表2は、数ppmの亜リン酸を添加すれば、ゴム耐衝撃性改良ポリカーボネートが1.1mmの厚さでV0評価を達成し得ることを示している。上述の難燃性試験結果の統計的分析はまた、亜リン酸の添加が消炎時間を短縮させ、したがってUL V0試験に合格する確率を増大させることも示唆している。意外にも、耐衝撃性改良剤のpHを低下させた場合(例1〜4)、組成物はpHを修正しない実施例5に比べてV0難燃性能を示すことがわかる。
【0040】
例6〜11
成分を溶融ブレンドして表3示す組成物を製造した。組成物をペレット化し、次いで所定の試験片に成形した。1.1mmの厚さを有する試験片に関して難燃性を試験した。データを表3に示す。
【0041】
【表3】

例7〜11では、MBSIIを用いて耐衝撃性改良剤組成物のpH値を調整した。図2は、表3のデータに基づき、MBS含有量をMBSIとMBSIIの混合物のpHと関係づけるグラフである。亜リン酸の不存在下では、MBSIIはMBSIより短い消炎時間を与えたが、1.2:1.8の比でのMBSIとMBSIIの組合せは最も短い消炎時間を示し、1.1mmでV0評価を達成した(例9)。

» **データ一覧**

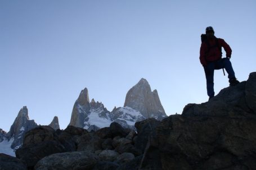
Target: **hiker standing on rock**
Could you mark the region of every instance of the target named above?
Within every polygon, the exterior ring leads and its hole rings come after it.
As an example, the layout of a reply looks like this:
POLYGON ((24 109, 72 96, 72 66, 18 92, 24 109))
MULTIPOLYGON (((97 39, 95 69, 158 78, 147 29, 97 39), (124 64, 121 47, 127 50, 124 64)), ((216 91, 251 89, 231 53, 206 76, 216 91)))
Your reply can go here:
MULTIPOLYGON (((225 68, 228 74, 230 86, 233 86, 239 81, 236 80, 235 72, 230 61, 232 50, 230 45, 223 39, 214 36, 214 31, 212 26, 205 29, 206 34, 201 35, 200 61, 204 67, 206 79, 207 94, 209 100, 214 97, 213 89, 213 76, 214 70, 225 68), (226 52, 226 58, 222 58, 222 48, 226 52)), ((224 70, 223 70, 224 71, 224 70)))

» **作業内容**
1. 元の文書から、「表2は、数ppmの亜リン酸を」を含む語句で始まり「V0評価を達成した(例9)。」の後で終わる部分を、一字も変えずに書き写してください。
2. 元の文書に基づき、次の問いに答えよ。
(a) 表2によると、ゴム耐衝撃性改良ポリカーボネートが1.1mmの厚さでV0評価を達成するには、何を数ppm添加すればよいか。
(b) 例7〜11では、MBSIIを用いて何を調整したか。
(c) 最も短い消炎時間を示したMBSIとMBSIIの組合せの比はいくつか。

» **回答**
1.
表2は、数ppmの亜リン酸を添加すれば、ゴム耐衝撃性改良ポリカーボネートが1.1mmの厚さでV0評価を達成し得ることを示している。上述の難燃性試験結果の統計的分析はまた、亜リン酸の添加が消炎時間を短縮させ、したがってUL V0試験に合格する確率を増大させることも示唆している。意外にも、耐衝撃性改良剤のpHを低下させた場合(例1〜4)、組成物はpHを修正しない実施例5に比べてV0難燃性能を示すことがわかる。
【0040】
例6〜11
成分を溶融ブレンドして表3示す組成物を製造した。組成物をペレット化し、次いで所定の試験片に成形した。1.1mmの厚さを有する試験片に関して難燃性を試験した。データを表3に示す。
【0041】
【表3】

例7〜11では、MBSIIを用いて耐衝撃性改良剤組成物のpH値を調整した。図2は、表3のデータに基づき、MBS含有量をMBSIとMBSIIの混合物のpHと関係づけるグラフである。亜リン酸の不存在下では、MBSIIはMBSIより短い消炎時間を与えたが、1.2:1.8の比でのMBSIとMBSIIの組合せは最も短い消炎時間を示し、1.1mmでV0評価を達成した(例9)。

2.
(a) 亜リン酸
(b) 耐衝撃性改良剤組成物のpH値
(c) 1.2:1.8